— Work to be completed —
Select every line containing the word "arms" from the material, and copy those lines.

— Records for this task —
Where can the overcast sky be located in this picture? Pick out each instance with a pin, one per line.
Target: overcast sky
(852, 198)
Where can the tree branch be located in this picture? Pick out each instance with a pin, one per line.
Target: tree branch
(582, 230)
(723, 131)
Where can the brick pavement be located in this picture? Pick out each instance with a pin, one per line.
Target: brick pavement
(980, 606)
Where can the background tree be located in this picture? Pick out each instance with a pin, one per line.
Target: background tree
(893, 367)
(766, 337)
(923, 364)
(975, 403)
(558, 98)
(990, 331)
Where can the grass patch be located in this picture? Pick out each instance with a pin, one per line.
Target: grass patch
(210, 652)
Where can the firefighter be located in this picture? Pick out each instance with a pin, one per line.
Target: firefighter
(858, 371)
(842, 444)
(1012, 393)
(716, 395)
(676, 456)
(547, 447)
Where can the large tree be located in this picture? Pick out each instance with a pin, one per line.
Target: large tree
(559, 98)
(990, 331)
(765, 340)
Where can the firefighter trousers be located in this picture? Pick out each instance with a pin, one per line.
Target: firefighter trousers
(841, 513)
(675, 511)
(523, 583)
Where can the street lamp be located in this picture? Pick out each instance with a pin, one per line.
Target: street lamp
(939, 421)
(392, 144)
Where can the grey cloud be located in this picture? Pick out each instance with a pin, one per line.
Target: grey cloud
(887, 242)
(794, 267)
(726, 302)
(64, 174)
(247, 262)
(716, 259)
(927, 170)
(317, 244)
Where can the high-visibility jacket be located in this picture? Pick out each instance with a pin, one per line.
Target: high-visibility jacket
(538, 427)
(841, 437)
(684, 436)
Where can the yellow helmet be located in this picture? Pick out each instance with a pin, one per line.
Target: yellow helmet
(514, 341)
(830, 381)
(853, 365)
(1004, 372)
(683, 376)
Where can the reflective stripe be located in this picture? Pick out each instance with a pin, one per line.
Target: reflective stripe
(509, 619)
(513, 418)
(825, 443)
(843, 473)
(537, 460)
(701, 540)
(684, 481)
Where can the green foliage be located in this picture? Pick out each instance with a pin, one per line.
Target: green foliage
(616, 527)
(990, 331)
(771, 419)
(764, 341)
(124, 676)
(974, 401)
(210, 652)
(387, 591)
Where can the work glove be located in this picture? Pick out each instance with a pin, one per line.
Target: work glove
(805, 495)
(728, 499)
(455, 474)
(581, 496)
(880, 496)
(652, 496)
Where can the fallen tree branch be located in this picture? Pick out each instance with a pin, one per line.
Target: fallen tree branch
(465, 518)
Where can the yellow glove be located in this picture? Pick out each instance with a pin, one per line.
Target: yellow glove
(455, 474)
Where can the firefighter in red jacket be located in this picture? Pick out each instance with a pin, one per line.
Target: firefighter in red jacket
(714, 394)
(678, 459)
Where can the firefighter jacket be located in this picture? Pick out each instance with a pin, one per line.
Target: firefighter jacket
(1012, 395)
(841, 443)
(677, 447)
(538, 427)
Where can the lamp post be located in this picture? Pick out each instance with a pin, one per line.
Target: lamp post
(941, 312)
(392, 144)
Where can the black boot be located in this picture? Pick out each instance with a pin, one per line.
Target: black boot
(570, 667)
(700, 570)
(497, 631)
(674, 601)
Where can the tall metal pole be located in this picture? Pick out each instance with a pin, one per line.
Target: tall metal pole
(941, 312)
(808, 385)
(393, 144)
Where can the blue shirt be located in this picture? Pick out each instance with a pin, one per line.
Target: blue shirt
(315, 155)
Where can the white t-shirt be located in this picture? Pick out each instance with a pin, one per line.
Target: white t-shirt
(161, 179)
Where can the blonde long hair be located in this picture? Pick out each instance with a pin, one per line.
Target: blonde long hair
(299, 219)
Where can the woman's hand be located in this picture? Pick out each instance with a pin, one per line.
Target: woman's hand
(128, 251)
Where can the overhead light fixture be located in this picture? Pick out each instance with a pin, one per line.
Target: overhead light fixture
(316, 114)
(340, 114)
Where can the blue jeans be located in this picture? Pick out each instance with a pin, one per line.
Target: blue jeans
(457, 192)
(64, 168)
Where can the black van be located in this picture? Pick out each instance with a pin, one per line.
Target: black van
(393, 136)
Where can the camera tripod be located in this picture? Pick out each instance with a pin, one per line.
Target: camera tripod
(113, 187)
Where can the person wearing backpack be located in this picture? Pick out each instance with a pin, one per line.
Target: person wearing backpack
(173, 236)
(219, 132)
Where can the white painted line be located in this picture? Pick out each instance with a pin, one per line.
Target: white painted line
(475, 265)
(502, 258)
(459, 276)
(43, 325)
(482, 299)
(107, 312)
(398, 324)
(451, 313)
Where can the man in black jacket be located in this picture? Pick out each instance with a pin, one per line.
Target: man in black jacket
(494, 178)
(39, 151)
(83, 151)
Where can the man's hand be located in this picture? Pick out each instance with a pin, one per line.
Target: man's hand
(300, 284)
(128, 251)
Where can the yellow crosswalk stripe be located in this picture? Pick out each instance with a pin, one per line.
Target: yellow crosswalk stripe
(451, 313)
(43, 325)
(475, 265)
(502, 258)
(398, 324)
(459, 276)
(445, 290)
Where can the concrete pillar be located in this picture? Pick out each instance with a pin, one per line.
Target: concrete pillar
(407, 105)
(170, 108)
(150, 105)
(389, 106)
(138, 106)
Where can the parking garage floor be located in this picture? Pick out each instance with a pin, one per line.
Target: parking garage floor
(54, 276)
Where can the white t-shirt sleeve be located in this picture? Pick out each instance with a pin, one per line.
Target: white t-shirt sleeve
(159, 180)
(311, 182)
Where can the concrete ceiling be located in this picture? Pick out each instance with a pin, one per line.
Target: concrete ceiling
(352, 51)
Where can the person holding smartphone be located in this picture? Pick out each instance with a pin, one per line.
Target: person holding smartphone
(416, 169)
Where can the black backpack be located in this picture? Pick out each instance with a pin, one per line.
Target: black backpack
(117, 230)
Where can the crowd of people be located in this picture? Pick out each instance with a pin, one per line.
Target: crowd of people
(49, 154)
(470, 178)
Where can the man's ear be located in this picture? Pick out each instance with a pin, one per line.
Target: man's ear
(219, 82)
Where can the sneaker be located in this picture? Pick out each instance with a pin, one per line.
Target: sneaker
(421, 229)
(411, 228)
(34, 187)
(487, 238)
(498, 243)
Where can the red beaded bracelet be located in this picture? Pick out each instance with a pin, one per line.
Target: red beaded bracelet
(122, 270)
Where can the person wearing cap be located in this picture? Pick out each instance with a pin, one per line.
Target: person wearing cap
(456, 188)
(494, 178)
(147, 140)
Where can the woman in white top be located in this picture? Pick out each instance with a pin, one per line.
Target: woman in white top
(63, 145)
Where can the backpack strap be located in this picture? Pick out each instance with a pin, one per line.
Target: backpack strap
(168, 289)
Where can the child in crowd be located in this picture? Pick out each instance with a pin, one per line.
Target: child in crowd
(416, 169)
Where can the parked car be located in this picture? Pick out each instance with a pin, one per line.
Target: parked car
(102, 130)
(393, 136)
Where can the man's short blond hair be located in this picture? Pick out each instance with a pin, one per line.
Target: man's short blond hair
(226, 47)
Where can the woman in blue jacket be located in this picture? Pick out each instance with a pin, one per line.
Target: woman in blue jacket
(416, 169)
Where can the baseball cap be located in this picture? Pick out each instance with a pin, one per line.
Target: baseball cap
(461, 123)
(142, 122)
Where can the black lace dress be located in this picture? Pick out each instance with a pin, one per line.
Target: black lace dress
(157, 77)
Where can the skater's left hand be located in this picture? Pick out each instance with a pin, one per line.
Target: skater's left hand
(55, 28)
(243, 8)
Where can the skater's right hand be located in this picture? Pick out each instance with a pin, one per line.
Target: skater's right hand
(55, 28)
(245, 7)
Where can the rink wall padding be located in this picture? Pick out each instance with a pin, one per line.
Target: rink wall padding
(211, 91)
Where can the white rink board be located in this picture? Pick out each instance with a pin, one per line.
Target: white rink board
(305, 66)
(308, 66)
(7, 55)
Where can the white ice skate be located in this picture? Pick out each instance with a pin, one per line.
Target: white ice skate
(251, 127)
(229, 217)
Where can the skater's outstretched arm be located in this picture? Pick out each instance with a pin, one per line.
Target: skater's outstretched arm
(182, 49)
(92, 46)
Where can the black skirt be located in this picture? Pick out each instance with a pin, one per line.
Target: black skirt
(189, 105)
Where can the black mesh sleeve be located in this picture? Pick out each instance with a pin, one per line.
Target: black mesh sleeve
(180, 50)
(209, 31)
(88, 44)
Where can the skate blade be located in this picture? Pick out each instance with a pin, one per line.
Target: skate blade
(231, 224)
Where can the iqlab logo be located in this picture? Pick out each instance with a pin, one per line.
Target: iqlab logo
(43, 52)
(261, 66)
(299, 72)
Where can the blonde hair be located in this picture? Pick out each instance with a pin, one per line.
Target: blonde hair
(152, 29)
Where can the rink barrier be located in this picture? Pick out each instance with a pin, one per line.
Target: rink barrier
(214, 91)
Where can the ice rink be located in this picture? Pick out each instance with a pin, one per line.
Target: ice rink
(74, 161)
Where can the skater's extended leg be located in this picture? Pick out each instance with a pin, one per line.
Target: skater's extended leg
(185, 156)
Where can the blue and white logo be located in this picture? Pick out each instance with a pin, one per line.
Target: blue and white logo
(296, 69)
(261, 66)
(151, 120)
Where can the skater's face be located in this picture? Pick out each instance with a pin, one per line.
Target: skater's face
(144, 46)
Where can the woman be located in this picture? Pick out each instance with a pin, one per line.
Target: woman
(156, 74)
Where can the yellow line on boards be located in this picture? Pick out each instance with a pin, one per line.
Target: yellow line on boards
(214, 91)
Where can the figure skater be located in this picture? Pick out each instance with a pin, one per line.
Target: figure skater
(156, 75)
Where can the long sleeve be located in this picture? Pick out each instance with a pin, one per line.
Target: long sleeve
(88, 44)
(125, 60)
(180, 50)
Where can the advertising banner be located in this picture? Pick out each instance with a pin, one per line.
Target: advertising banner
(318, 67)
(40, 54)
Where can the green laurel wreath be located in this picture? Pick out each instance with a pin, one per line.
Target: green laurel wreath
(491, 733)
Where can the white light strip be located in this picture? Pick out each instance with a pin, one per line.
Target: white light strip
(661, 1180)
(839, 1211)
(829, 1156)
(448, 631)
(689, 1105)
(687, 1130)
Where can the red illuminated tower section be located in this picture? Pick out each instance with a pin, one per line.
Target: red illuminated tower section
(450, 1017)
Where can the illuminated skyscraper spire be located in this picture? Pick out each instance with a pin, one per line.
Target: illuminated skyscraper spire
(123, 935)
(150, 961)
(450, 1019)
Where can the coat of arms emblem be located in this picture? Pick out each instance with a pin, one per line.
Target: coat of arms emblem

— Output for this task —
Where can the coat of arms emblem be located in this picture? Pick out each instance with a pin, one per line.
Target: coat of arms emblem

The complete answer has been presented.